Objective A: Locate every line in the entries below that contains the word "dirt", matching case exactly, and reproduce each such line.
**** Text extract ****
Honest Motion Reviews (2026): Features, Pricing, Pros, Cons, and Whether It’s Worth $49/Month
Motion has been everywhere on productivity Twitter and YouTube for the past couple of years. An AI that looks at everything on your plate - tasks, deadlines, meetings, priorities - and builds your day for you. And recently, it wants to become an AI employee for your business
I get why people are drawn to it. The idea of outsourcing daily scheduling to software sounds genuinely freeing. But after going through hundreds of actual user reviews on G2, Trustpilot, Capterra, and Reddit, the picture is more complicated. Motion does its core thing well. Some users swear by it. But there's a pattern in the complaints that's hard to ignore: a steep price that keeps going up, a UI that users have been calling clunky for two years with little improvement, a mobile app that barely works, and no real answer for people whose problem isn't scheduling - it's information overload.
That last point matters more than it sounds. A lot of knowledge workers don't struggle primarily with "when do I do this task?" They struggle with "I have 47 browser tabs open, my notes are all over the place, and I can't remember what I decided last Tuesday." Motion doesn't help with any of that. That's the honest thread running through this review.
Key takeaways
- Motion's auto-scheduling is genuinely good. If your calendar is chaos, it's worth trying.
- The 7-day trial is too short to get comfortable with it, and it converts to a paid subscription fast.
- No free plan. At $19/month minimum (annual billing), it's one of the pricier personal productivity apps out there.
- Project management and mobile are both noticeably weak compared to the calendar features.
- If your main problem is scattered notes, messy email, and information overload rather than scheduling, Motion won't solve it perfectly.
Motion at a glance
| Category | Score (out of 10) |
|---|---|
| AI scheduling | 9 |
| Ease of use / onboarding | 5 |
| Project management | 5 |
| Mobile experience | 5 |
| Pricing / value | 5 |
| Knowledge management | 2 |
| Customer support | 6 |
| Overall | 6/10 |
What is Motion?

Motion is an AI productivity app that rolls a calendar, task manager, project manager, and meeting scheduler into one place. The whole idea is that you never have to manually decide when to work on something. You tell it your tasks and deadlines, and it schedules everything around your existing meetings - and reschedules automatically when things shift.
It pulls your Google, Outlook, and Apple calendars into one view. It has meeting booking links so you can stop the back-and-forth email chains. More recently, it added an AI note-taker that joins your meetings, transcribes them, and turns action items into calendar events. There are even "AI Employees" - virtual assistants with names like Alfred and Suki that handle things like email drafts and meeting prep.
It runs as a web app, desktop app (Mac and Windows), Chrome extension, and mobile app. Though as you'll see, "mobile app" is doing a lot of work in that sentence.
**** Records supplied ****
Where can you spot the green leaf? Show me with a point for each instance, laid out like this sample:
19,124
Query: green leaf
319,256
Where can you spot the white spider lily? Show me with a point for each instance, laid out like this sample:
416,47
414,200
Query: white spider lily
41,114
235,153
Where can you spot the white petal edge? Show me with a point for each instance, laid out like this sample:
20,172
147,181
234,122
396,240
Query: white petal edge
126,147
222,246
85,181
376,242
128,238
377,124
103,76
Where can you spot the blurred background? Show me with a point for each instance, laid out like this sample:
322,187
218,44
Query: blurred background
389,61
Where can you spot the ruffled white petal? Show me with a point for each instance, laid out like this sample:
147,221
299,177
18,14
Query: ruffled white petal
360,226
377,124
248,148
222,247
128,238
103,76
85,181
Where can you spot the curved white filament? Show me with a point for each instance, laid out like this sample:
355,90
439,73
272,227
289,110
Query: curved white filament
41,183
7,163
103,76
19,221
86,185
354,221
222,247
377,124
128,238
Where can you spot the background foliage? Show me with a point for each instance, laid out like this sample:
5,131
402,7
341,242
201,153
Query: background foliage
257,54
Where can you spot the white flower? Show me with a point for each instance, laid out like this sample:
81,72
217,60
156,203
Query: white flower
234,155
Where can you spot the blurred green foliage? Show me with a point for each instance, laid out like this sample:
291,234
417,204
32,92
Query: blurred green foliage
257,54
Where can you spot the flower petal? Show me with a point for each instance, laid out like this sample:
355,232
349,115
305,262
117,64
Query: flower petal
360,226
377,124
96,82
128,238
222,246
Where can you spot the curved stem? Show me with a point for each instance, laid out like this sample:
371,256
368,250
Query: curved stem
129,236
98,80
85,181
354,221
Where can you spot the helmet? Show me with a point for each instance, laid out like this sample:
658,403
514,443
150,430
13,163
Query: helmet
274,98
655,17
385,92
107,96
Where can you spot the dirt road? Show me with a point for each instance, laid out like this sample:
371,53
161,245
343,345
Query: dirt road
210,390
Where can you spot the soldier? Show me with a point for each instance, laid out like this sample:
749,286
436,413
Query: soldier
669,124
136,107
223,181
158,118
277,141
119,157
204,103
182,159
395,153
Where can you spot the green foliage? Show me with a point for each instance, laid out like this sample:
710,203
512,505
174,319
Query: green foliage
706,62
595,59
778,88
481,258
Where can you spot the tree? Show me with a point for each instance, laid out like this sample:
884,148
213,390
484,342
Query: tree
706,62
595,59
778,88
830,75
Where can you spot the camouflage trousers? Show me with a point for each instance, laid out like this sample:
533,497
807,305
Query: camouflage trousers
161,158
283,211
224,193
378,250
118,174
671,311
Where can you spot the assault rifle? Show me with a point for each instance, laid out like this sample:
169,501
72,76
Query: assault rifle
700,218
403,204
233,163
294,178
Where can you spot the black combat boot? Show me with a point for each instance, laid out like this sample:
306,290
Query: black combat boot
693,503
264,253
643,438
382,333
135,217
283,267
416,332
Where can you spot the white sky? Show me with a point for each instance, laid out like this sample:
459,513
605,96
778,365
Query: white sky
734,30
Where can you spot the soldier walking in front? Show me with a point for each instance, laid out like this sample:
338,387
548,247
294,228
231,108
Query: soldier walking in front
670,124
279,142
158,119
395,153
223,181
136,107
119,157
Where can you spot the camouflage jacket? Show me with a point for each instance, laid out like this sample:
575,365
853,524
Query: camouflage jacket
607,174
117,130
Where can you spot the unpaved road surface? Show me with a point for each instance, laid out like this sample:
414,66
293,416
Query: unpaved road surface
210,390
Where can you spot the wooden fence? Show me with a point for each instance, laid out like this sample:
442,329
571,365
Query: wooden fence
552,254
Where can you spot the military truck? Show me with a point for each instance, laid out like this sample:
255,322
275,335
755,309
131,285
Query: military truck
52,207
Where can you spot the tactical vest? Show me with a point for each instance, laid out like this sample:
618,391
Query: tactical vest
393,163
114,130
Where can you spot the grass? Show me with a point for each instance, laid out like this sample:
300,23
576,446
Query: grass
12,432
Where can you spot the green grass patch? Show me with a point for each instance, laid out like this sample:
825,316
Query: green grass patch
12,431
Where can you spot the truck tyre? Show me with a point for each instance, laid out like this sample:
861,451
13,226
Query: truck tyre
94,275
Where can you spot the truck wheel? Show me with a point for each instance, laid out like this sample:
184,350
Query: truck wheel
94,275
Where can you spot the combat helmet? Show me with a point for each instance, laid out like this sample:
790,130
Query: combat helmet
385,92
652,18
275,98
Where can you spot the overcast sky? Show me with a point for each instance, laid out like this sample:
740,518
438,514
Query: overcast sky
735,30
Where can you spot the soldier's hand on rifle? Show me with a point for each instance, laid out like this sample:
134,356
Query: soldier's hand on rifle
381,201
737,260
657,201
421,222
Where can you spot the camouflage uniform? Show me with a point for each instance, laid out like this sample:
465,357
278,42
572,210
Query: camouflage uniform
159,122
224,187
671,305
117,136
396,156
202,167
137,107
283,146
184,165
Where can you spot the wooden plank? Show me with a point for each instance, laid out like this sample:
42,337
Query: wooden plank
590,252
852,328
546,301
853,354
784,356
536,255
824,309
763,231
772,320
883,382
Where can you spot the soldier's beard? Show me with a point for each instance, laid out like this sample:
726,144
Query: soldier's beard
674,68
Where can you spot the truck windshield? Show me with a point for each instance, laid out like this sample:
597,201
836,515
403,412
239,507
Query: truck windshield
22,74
****
Objective B: From the Motion review above, extract the passage starting at "Motion at a" and ending at "when things shift.", copying it word for word.

Expected output A:
Where can you spot the dirt road? Show me with a point for each instance, laid out like this sample:
Query: dirt road

Expected output B:
Motion at a glance
| Category | Score (out of 10) |
|---|---|
| AI scheduling | 9 |
| Ease of use / onboarding | 5 |
| Project management | 5 |
| Mobile experience | 5 |
| Pricing / value | 5 |
| Knowledge management | 2 |
| Customer support | 6 |
| Overall | 6/10 |
What is Motion?

Motion is an AI productivity app that rolls a calendar, task manager, project manager, and meeting scheduler into one place. The whole idea is that you never have to manually decide when to work on something. You tell it your tasks and deadlines, and it schedules everything around your existing meetings - and reschedules automatically when things shift.